--- Supplied material ---
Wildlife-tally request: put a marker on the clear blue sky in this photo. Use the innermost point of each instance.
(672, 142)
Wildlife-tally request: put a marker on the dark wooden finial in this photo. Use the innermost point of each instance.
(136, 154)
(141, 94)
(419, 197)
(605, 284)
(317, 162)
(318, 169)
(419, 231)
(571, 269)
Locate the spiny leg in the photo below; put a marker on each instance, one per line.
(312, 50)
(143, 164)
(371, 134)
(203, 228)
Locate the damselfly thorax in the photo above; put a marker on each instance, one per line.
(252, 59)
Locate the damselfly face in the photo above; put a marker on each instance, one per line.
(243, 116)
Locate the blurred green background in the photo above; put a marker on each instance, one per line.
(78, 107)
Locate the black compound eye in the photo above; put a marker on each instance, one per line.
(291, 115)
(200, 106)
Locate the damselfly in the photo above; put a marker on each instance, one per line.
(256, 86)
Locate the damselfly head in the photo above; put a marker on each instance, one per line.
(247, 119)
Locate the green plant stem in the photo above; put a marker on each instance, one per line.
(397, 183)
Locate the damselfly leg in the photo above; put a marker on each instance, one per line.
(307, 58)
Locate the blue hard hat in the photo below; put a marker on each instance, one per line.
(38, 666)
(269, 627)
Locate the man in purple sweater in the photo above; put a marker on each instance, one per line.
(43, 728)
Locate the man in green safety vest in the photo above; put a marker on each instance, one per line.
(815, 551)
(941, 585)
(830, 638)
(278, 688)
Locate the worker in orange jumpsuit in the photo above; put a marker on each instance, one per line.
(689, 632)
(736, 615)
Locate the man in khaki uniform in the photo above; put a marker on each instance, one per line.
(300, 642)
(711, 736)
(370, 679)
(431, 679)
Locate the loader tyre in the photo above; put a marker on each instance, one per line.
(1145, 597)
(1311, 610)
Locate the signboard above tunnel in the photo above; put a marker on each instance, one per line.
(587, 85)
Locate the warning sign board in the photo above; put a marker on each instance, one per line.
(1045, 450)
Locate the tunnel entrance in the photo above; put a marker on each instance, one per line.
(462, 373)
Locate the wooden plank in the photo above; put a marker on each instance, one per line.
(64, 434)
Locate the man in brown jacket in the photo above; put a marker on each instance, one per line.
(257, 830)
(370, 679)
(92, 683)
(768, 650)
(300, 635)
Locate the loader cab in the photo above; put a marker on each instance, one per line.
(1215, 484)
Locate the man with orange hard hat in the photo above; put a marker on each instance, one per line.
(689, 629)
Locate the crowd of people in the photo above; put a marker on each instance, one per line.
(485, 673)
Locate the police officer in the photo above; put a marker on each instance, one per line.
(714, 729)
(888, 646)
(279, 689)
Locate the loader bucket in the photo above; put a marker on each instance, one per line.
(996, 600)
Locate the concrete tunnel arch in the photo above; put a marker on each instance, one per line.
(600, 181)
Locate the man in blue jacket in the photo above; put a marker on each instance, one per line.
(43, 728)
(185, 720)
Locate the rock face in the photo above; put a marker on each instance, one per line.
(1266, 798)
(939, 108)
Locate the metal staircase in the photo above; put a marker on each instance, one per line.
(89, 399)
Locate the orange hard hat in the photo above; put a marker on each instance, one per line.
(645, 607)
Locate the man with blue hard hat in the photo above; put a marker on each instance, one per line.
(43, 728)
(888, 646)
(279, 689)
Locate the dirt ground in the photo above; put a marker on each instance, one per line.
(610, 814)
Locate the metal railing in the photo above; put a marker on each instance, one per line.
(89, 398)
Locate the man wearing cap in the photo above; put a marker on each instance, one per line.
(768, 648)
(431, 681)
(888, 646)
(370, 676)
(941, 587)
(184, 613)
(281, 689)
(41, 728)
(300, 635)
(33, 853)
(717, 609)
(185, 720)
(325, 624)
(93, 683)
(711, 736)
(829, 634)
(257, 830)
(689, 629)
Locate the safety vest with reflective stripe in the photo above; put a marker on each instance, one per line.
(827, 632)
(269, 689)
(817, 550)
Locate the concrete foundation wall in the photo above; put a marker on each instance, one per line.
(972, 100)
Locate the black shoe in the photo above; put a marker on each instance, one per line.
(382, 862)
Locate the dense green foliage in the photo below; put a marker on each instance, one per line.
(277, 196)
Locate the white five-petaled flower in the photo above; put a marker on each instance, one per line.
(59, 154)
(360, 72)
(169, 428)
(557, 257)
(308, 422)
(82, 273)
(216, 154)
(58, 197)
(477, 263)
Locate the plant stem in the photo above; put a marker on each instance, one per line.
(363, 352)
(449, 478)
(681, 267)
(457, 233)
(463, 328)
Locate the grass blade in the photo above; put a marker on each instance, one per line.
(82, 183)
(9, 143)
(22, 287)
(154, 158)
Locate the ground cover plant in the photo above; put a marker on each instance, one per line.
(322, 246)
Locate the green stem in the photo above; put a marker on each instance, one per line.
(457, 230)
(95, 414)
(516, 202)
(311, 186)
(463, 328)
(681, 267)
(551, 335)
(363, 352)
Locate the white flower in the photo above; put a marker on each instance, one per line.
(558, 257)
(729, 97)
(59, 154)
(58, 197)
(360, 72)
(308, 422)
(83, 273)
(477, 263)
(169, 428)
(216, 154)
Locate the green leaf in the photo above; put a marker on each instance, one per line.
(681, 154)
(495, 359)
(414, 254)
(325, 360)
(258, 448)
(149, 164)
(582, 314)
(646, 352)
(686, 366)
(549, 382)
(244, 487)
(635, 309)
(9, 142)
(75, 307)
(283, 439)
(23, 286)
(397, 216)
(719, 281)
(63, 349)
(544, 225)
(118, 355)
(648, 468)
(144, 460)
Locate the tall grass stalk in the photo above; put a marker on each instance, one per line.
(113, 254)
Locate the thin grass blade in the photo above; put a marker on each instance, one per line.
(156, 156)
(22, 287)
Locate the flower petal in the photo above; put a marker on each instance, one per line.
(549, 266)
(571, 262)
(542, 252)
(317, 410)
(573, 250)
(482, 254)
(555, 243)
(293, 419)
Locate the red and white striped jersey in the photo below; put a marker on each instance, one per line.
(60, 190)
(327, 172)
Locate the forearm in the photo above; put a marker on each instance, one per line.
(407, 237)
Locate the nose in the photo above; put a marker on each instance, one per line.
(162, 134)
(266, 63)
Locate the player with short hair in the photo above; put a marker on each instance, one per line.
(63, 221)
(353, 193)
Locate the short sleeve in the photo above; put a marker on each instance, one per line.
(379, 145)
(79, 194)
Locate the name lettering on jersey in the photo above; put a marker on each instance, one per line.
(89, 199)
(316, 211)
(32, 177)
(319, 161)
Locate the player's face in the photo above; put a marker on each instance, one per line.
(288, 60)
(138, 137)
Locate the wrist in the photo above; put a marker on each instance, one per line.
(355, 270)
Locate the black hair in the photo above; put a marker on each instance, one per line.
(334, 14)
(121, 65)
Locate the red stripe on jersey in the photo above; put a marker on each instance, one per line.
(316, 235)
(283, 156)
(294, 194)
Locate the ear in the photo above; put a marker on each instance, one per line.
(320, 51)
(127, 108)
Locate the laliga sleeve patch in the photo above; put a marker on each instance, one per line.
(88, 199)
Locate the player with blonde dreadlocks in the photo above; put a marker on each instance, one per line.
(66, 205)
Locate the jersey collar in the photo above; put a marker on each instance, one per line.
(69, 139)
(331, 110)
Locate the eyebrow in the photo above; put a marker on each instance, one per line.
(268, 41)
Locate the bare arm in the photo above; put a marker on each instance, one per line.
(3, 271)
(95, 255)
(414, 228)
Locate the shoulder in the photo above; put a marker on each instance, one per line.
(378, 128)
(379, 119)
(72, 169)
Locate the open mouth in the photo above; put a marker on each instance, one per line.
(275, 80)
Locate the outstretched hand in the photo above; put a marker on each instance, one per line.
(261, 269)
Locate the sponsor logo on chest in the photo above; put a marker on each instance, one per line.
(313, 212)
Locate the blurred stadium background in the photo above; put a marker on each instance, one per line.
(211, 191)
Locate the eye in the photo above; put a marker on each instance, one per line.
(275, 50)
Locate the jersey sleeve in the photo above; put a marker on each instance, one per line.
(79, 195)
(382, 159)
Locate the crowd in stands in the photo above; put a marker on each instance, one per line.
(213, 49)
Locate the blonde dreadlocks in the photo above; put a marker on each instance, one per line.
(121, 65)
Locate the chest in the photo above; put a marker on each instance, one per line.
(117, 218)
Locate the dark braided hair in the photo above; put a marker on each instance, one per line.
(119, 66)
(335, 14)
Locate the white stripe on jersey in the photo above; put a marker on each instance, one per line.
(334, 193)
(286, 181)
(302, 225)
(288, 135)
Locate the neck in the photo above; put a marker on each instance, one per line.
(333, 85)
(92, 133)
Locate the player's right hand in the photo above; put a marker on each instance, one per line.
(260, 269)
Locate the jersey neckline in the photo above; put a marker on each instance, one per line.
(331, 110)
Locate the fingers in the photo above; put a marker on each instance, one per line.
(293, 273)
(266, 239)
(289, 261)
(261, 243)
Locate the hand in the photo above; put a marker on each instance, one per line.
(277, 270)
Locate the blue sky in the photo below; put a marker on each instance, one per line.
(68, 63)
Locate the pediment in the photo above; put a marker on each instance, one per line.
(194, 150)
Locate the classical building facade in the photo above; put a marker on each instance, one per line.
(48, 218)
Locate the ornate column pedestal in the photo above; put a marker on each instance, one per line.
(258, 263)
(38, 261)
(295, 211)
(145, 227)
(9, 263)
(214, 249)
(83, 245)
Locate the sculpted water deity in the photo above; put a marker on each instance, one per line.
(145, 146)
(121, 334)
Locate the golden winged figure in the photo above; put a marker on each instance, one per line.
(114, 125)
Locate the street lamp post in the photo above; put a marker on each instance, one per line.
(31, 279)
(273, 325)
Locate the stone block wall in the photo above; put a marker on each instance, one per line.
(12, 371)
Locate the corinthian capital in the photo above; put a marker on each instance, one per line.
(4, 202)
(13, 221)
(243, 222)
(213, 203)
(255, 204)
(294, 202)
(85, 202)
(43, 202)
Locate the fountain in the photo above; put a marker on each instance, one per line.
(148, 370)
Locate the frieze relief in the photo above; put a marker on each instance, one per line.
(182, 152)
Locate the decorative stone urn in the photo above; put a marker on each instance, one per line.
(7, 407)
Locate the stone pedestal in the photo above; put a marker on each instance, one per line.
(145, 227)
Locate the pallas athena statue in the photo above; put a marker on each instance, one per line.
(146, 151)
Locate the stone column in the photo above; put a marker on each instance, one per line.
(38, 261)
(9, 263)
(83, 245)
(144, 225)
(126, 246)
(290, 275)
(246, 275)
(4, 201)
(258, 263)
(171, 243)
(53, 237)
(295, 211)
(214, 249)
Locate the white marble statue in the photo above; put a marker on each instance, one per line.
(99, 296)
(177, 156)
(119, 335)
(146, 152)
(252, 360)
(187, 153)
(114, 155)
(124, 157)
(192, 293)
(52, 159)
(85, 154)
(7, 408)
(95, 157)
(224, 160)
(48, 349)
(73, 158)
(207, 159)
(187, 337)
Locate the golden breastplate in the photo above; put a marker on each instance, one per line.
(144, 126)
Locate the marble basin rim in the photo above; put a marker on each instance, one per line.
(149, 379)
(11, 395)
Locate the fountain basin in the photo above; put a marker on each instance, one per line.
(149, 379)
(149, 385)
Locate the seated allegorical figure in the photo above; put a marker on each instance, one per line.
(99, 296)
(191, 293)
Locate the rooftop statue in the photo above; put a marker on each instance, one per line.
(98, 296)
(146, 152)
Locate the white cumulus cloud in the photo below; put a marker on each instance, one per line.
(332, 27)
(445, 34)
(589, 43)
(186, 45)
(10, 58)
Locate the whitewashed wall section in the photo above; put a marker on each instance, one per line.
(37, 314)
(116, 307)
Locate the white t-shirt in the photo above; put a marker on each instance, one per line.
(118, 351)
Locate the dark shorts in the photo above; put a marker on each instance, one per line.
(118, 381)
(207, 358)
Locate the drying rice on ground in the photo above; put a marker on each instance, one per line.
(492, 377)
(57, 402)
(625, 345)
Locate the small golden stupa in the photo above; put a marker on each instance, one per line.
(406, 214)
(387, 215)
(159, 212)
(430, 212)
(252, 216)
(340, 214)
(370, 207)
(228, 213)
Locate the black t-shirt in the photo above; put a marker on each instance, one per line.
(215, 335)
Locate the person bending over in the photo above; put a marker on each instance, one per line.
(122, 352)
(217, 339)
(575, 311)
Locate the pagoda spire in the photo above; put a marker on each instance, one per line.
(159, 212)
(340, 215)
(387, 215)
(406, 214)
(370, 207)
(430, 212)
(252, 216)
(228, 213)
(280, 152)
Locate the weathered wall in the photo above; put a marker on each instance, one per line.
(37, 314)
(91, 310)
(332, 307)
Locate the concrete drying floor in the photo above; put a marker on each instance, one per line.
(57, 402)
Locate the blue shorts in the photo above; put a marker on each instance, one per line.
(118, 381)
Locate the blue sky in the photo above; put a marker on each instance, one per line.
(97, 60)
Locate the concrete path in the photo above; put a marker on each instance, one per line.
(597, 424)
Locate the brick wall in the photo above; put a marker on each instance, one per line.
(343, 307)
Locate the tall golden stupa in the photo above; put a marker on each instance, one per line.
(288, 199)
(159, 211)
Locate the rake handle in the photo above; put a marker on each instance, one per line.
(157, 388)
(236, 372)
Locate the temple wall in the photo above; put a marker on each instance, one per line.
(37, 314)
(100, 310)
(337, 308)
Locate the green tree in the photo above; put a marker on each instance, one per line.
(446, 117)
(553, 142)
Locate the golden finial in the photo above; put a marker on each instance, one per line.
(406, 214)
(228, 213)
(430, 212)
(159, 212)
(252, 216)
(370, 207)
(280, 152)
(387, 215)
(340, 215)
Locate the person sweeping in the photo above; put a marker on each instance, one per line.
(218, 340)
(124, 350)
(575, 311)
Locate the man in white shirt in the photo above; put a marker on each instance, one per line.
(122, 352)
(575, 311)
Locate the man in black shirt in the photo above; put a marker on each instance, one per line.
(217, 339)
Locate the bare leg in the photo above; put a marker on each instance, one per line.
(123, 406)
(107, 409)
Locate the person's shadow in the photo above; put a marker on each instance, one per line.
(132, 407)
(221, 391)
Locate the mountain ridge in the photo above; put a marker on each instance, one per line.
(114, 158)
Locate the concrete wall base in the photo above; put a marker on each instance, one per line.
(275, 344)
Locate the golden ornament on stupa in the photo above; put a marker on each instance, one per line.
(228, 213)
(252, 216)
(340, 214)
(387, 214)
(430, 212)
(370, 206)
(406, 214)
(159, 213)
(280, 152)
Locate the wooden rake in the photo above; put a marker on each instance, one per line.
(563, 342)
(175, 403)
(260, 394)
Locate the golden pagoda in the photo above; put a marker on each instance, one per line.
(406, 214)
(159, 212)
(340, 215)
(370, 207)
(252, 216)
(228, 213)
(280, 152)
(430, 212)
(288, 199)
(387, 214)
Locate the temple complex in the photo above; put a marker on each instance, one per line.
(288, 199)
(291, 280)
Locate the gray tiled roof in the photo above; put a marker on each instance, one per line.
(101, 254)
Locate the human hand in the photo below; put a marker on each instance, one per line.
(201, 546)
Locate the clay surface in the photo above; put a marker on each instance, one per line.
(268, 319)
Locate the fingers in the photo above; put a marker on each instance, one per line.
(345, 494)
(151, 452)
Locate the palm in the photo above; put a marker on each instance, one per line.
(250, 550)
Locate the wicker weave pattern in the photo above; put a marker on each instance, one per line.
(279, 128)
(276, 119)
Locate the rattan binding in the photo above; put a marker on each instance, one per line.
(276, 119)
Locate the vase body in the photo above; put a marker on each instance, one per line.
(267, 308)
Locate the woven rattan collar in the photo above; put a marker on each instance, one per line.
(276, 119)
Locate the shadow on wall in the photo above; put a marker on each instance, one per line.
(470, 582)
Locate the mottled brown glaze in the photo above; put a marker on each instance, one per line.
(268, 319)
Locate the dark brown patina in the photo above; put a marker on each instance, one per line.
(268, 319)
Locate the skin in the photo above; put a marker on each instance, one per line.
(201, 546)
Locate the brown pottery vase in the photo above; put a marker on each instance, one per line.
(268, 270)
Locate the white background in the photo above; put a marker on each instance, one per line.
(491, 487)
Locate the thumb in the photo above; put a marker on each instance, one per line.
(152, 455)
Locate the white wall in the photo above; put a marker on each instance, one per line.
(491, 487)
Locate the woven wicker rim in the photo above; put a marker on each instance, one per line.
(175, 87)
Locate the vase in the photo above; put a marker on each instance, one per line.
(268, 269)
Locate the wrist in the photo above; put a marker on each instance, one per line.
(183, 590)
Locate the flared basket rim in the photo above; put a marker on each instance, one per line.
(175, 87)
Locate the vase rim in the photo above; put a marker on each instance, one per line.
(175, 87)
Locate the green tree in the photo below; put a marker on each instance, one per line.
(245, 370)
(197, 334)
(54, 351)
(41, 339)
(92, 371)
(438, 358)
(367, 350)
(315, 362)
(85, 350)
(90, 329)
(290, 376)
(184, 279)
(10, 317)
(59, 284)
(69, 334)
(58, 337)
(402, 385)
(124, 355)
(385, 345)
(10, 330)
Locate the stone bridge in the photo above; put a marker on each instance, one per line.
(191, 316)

--- Problem description ---
Find "Locate the thumb" in the records above. Repeat its line and every later line exactly, through the last one.

--- Answer for this exercise ---
Locate the thumb in the photo above; put a marker on each instance, one per line.
(152, 455)
Locate the white wall in the photo above; put a marker on each instance, one per line.
(491, 487)
Locate the woven wicker rim in the photo above; put a marker on each instance, one per line.
(175, 87)
Locate the vase in the photo above; put a marker on each instance, one per line.
(268, 269)
Locate the wrist in the photo above; put a marker on each instance, one per line.
(183, 590)
Locate the flared basket rim in the photo above; put a marker on each instance, one per line.
(175, 87)
Locate the vase rim in the photo above; put a marker on each instance, one per line.
(175, 87)
Locate the green tree in the photo below; put a marker on each instance, one per line.
(245, 370)
(197, 334)
(54, 351)
(41, 339)
(92, 371)
(438, 358)
(367, 350)
(315, 362)
(85, 350)
(90, 329)
(290, 376)
(184, 279)
(10, 317)
(59, 284)
(69, 334)
(58, 337)
(402, 385)
(124, 355)
(385, 345)
(10, 330)
Locate the stone bridge in the photo above; put a marker on each instance, one per line.
(191, 316)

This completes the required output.